* _Problem description_
Copy all of the data below word for word, but leave out the pictures.

* _Record extracts_

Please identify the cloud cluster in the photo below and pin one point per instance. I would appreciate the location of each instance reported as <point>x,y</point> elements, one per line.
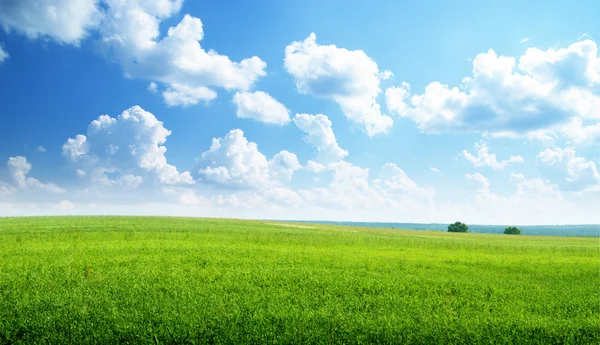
<point>124,151</point>
<point>129,33</point>
<point>235,162</point>
<point>18,168</point>
<point>65,21</point>
<point>348,77</point>
<point>546,91</point>
<point>261,107</point>
<point>320,135</point>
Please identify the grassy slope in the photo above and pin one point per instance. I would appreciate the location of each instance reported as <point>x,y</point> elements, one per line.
<point>148,280</point>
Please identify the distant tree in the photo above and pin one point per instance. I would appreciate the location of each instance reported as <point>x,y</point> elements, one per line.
<point>512,230</point>
<point>458,227</point>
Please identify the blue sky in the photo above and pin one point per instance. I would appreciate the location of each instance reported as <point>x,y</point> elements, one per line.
<point>487,112</point>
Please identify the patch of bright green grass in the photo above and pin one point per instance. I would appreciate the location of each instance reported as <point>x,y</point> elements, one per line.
<point>174,280</point>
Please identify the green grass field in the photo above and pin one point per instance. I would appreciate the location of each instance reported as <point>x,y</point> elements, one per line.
<point>110,280</point>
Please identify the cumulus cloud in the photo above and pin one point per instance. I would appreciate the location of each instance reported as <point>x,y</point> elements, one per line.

* _Task response_
Please identify the cloud cluster in the photo below and pin one point per instance. I would appreciate the location of each instance reported as <point>x,y</point> elements, one per line.
<point>124,151</point>
<point>129,33</point>
<point>235,162</point>
<point>18,168</point>
<point>65,21</point>
<point>348,77</point>
<point>546,91</point>
<point>261,107</point>
<point>320,135</point>
Please identify the grassy slope in the photo above and pin one point per instance. I would appreciate the location of each instance reported as <point>x,y</point> elements, one per line.
<point>148,280</point>
Please identify the distant tree in the photo above and pin one point per instance. I would appreciate the location of each instance reported as <point>x,y</point> elements, one per line.
<point>512,230</point>
<point>458,227</point>
Please identify the blue sky in the photo above and pin one point per instance. I would appreciate the location of each instance reported as <point>x,y</point> elements, one per line.
<point>487,112</point>
Please identify the patch of bright green grass in the photo above and pin one point per instance. I would appreciate the location of each instance reported as <point>x,y</point> elements, one per line.
<point>174,280</point>
Please identify the green grass field in the photo above and pin one point per instance. I would appreciate the location of each instance reported as <point>x,y</point> elements, one per line.
<point>110,280</point>
Please identify the cumulus cloud in the photo above and pin one point per instance. I would appreciate the location of each instance reported as <point>x,y</point> elements, one per line.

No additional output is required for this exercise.